═════ Source ═════
I'm only addressing "virtual socialization" here, if we want to call it that -- the idea that cyber-interaction is the same thing as reality interaction. The rest of your post seems to be about home schooling analyses, which is a separate issue.
Whether webcams are common is irrelevant; the point is their capabilities. An image on a screen, two-dimensional, cold and lifeless, is in no way in the world comparable to being in the same room with that person. That screen cannot express nuance, which is why television is such a failure as an information tool. It completely misses all context of the setting. It cannot adequately convey the small visual cues, body language, even smells that are part of human communication. It cannot in any way facilitate the shared experience that runs as a kind of rhythm track behind those experiences, and colors the entire process.
It's completely artificial, makes no pretense of being anything other than artificial, and strips out every ingredient that tells us we're in a room conversing with this person. It's a fake experience, and as such is ingested as a fake experience. The dry facts and figures may be there but the emotional rhythm track, a psychic glue serving to hold it all together and give the experience form -- isn't.
Go to a baseball game some time, and then watch a game on TV -- and try to tell me the two experiences were the same thing. I dare you.
Up to now (AFAIK) we hadn't been discussing the idea of cyber-instruction. I believe the assumption was that social interaction both within and without the education aspect of the home schooled, was still human -- the parent(s) or tutor doing the instruction, the peers (other kids) interacting personally after those lessons. But this is a whole 'nother smoke. I don't think cyber-interaction is particularly healthy. Not that it's UNhealthy (it can be) but it provides no more nutrition to the soul than Wonder bread provides to the body. It's a pale echo of the original and can never be more than that. The day we accept the belief that it's the same thing is the day we surrender our souls and become full-fledged robots.
While I will grant you that it's not
exactly like being in person, I venture to say that it is at least 90%.
How can you say that a webcam relaying live feed of a live person is "cold" and "lifeless"? Especially with HD. You can see every nuance, every detail. You can see emotion, expressions, and anything else you would experience in person other than touch.
Indeed.
There are a wide variety of websites connecting us all to wonderfully warm, lively experiences......
Not that I habitually visit them.
Uh, define "habitually"
Actually, good point. The porno experience (not that that's what you were talking about

) is far more realistic in terms of human interaction than an online instructional course ever could be, probably because it's specifically about specific humans and their human characteristics. Or in many cases hyperhuman, but that's off the point...
But as far as the cyberinteraction thing, 90%? Really? I'd say it's more like 10%. If you think the dry facts on the screen about how that French verb is conjugated or how the Andes were formed is really 90% of the lesson, you just ain't seeing the whole picture. Ironically we speak of these intangibles through a medium that is itself incapable of conveying them, but go back again to my baseball analogy and try to tell me that watching a game on an electronic screen is the same thing as seeing it in person. Don't forget to include how you "saw", through the TV screen, the smell of a cigar to your left and a hot dog to your right, and how it
felt when that big dramatic play took place. There's no comparison with actually being
physically in the moment -- or better yet, actually
participating in it.
═════ Material shown ═════
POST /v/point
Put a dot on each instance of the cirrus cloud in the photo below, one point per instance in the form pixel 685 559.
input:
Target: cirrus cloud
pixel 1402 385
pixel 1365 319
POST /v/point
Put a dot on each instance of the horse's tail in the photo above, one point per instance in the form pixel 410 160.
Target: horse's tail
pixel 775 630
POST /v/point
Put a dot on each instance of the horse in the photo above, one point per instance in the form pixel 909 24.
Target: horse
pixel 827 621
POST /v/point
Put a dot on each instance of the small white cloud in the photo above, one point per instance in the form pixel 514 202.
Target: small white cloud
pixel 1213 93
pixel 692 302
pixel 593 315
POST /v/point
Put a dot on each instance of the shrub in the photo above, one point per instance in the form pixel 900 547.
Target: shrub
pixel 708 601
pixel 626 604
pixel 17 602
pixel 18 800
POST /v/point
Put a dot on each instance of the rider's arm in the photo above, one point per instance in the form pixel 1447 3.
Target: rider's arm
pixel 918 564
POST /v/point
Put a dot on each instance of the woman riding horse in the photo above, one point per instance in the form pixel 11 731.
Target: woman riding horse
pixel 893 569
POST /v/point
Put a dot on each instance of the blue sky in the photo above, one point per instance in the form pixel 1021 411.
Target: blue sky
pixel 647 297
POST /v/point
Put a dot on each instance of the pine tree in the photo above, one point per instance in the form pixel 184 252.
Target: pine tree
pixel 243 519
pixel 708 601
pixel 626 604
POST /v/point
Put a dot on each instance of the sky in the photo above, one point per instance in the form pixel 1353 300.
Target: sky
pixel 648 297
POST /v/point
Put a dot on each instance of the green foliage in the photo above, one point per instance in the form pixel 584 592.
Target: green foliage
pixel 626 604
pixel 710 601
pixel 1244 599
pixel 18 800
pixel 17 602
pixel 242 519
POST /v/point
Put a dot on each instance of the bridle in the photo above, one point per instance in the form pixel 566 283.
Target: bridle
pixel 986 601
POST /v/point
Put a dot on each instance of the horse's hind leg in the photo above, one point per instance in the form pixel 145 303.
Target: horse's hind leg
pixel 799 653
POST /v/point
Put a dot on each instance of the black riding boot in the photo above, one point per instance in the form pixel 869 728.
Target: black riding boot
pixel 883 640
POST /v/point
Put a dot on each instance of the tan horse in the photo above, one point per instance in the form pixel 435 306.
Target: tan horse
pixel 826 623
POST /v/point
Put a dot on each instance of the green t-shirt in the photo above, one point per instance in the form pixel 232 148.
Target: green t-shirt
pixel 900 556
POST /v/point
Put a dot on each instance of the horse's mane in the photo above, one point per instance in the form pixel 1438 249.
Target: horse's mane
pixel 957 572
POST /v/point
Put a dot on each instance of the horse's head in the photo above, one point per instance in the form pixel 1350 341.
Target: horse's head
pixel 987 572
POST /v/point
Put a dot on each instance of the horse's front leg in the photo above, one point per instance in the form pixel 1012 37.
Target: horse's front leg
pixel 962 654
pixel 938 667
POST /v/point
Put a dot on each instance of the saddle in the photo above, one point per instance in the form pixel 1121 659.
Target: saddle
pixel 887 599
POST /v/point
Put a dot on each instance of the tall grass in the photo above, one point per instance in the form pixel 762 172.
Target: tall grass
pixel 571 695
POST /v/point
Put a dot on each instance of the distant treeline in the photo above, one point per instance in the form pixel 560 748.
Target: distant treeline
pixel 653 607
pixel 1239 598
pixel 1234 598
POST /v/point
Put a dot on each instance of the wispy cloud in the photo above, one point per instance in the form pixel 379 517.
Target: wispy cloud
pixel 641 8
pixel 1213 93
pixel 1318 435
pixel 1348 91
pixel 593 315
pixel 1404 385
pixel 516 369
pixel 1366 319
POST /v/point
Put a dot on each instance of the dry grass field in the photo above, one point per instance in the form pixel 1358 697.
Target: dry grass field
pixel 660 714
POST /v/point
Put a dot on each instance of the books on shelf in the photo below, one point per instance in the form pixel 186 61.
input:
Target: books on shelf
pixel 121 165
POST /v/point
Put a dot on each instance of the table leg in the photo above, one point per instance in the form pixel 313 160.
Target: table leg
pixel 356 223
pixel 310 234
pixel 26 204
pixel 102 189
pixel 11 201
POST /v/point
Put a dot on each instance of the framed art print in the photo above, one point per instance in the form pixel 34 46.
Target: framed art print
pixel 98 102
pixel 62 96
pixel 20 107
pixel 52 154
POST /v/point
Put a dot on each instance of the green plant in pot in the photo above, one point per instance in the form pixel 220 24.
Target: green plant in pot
═════
Instructions to follow ▸
In the forum discussion on virtual socialization, why does the first writer call television a failure as an information tool? Answer in one to three sentences.

The result ▸
Television fails as an information tool because a screen cannot express nuance. It misses the whole context of the setting and cannot convey the small visual cues, body language, and even smells that are part of human communication.